## Begin

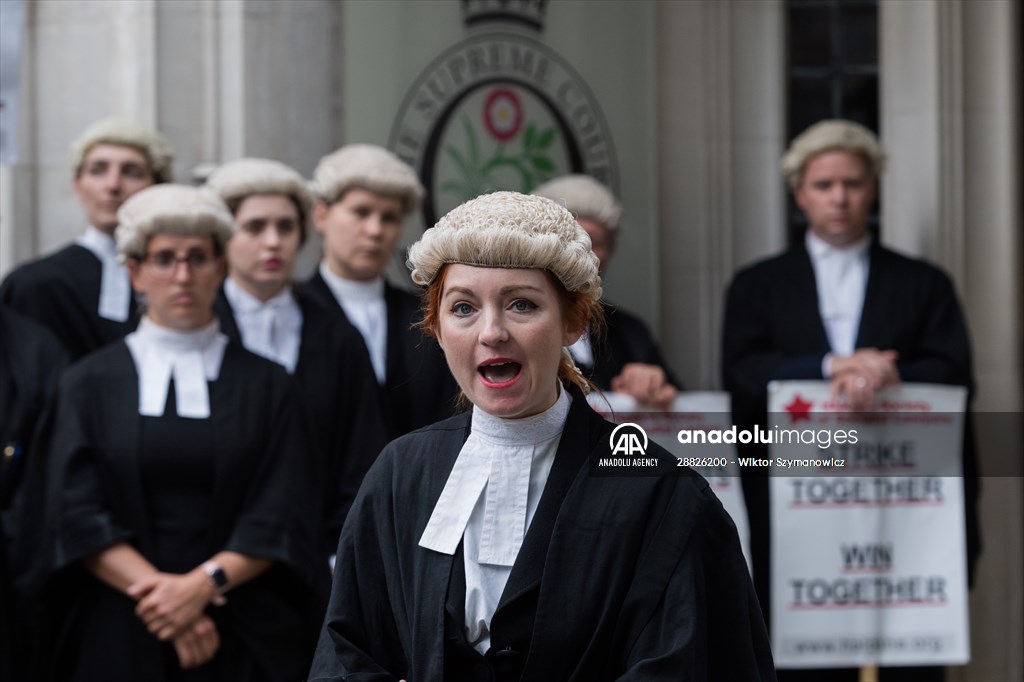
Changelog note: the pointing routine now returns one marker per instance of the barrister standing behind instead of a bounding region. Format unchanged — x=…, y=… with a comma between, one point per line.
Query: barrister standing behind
x=626, y=357
x=363, y=194
x=259, y=307
x=839, y=306
x=82, y=292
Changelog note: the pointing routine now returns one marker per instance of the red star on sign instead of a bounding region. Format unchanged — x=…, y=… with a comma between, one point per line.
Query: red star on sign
x=799, y=409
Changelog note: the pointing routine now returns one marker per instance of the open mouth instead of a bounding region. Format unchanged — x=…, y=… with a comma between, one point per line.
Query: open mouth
x=499, y=373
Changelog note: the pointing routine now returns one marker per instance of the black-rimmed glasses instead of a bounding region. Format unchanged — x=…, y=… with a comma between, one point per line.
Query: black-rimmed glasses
x=165, y=262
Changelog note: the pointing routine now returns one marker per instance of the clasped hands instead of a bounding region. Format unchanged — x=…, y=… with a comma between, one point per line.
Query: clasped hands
x=645, y=383
x=860, y=376
x=171, y=606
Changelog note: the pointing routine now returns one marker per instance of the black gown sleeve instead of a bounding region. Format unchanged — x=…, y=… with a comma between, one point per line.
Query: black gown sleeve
x=707, y=625
x=359, y=640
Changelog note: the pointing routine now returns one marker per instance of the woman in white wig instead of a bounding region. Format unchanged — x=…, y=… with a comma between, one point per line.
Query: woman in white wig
x=183, y=544
x=363, y=195
x=494, y=546
x=258, y=307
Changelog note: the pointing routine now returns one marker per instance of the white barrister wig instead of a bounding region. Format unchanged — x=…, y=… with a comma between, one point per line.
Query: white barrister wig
x=236, y=180
x=513, y=230
x=586, y=198
x=832, y=135
x=125, y=132
x=367, y=167
x=171, y=209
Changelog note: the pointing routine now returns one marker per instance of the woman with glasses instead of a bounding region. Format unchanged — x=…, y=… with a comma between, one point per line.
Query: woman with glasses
x=183, y=544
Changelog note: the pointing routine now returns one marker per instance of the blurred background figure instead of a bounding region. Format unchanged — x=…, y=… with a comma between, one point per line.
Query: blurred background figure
x=259, y=307
x=363, y=194
x=184, y=543
x=626, y=358
x=82, y=293
x=841, y=307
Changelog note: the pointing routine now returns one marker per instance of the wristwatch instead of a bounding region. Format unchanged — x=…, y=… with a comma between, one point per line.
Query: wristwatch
x=218, y=579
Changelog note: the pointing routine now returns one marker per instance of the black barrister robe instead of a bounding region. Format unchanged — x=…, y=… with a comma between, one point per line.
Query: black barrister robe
x=418, y=388
x=31, y=360
x=619, y=577
x=261, y=507
x=61, y=292
x=333, y=379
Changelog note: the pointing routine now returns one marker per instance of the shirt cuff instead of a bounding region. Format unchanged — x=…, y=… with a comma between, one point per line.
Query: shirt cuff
x=826, y=366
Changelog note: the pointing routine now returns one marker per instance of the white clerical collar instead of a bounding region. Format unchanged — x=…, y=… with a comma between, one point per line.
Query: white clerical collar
x=272, y=328
x=192, y=358
x=819, y=249
x=351, y=290
x=497, y=458
x=115, y=286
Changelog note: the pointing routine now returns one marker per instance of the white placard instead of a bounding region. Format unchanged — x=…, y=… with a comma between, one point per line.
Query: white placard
x=867, y=557
x=693, y=412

## End

**Directions for this task**
Starting at the line that contains "the white clerical" and ending at the line that contains "x=192, y=358", write out these lines of the records again with the requests included, and shift every x and y coordinate in the answers by -143.

**Written answer**
Changelog note: the pointing routine now returns one marker per instance of the white clerical collar instead of a bounding region. Format unchanged — x=…, y=… with a comma between, one point per line.
Query: white clerical collar
x=129, y=185
x=49, y=215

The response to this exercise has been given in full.